Top of Document text

MEGAN HORNEMAN: So the one thing that we advise our clients here is patience. And then also, there's nothing wrong, even with interest rates as low as they are, is holding some cash. Cash is there for opportunity. It's also there to hedge in the event that the economic data disappoints or the market turns around, which is likely to see-- we will likely see volatility this year given the fact that the equity markets are near record highs.

But you want to have that cash. You want to have that cash to hedge your portfolios. You also want to have that cash to put to work. So there's nothing wrong with having a healthy cash position.

SEANA SMITH: Jon, we've run some concerning headlines in regards to COVID this week. Yet, the markets seem to be shrugging that off. Is that because it's priced in? And I guess, how do you view this as potentially, or does it potentially change the reopening timeline?

JON ADAMS: Well, I think the US vaccine experience relative to the rest of the world has been positive. We're obviously looking at a pause temporarily with the Johnson & Johnson vaccine, but by all measures the rollout has been very positive in the US. Yes, there is a possibility that variants will pick up, as has happened in Michigan, for example.

Bottom of Document text

> [Brief 1] From the interview transcript, extract the passage from "But you want" up to and including "healthy cash position.".
> [Brief 2]
Answer these questions from the interview transcript:
(a) What does Megan Horneman say is the one thing her firm advises clients?
(b) Which vaccine does Jon Adams say is under a temporary pause?
(c) Which state does Jon Adams give as an example of where variants have picked up?

Top of Entries provided

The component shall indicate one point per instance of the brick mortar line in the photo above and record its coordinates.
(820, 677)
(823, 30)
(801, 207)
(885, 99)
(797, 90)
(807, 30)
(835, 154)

Bottom of Entries provided

> [Exercise result 1]
But you want to have that cash. You want to have that cash to hedge your portfolios. You also want to have that cash to put to work. So there's nothing wrong with having a healthy cash position.

> [Exercise result 2]
(a) Patience.
(b) The Johnson & Johnson vaccine.
(c) Michigan.